═════ Extracted information

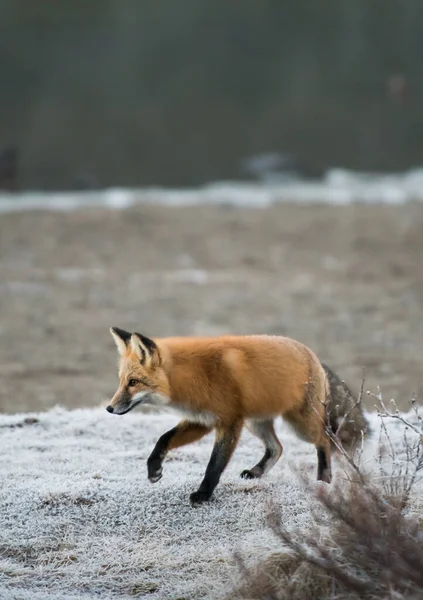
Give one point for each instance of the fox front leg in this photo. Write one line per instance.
(184, 433)
(225, 443)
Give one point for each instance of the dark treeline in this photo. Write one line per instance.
(136, 92)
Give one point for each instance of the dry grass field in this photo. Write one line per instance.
(347, 280)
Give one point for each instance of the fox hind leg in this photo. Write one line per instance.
(265, 431)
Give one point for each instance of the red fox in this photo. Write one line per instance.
(224, 383)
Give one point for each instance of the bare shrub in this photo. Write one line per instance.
(364, 542)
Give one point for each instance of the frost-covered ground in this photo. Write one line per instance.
(338, 186)
(79, 519)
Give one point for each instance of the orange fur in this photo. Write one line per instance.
(222, 383)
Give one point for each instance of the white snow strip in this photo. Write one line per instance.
(79, 519)
(338, 186)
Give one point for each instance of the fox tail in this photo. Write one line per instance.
(346, 416)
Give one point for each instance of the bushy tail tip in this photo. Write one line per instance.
(342, 403)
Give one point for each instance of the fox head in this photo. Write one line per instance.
(142, 379)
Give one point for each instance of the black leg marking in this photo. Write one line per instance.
(264, 430)
(226, 441)
(156, 458)
(184, 433)
(323, 465)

══════════

Work to complete:
Output every line of the records above as a JSON list of strings, one string per line, with blank lines and the picture markers left out.

Solution for this exercise:
[
  "Give one point for each instance of the fox front leg in this photo. Write one line per instance.",
  "(184, 433)",
  "(225, 443)",
  "Give one point for each instance of the dark treeline in this photo. Write one line per instance.",
  "(136, 92)",
  "Give one point for each instance of the dry grass field in this photo. Write one line per instance.",
  "(347, 280)",
  "Give one point for each instance of the fox hind leg in this photo. Write one line per instance.",
  "(265, 431)",
  "Give one point for each instance of the red fox in this photo. Write one line per instance.",
  "(224, 383)",
  "Give one point for each instance of the bare shrub in this photo. Write one line per instance.",
  "(364, 542)",
  "Give one point for each instance of the frost-covered ground in this photo. Write one line per instance.",
  "(338, 186)",
  "(79, 519)",
  "Give one point for each instance of the orange fur in this photo. Write one line per instance.",
  "(222, 383)",
  "Give one point for each instance of the white snow strip in this photo. Write one line per instance.",
  "(79, 519)",
  "(338, 186)",
  "Give one point for each instance of the fox tail in this photo. Write one line per instance.",
  "(346, 416)",
  "Give one point for each instance of the bushy tail tip in this photo. Write one line per instance.",
  "(342, 403)",
  "Give one point for each instance of the fox head in this photo. Write one line per instance.",
  "(142, 379)",
  "Give one point for each instance of the black leg marking in this photo. Write one line per instance.",
  "(264, 430)",
  "(226, 441)",
  "(156, 458)",
  "(184, 433)",
  "(323, 465)"
]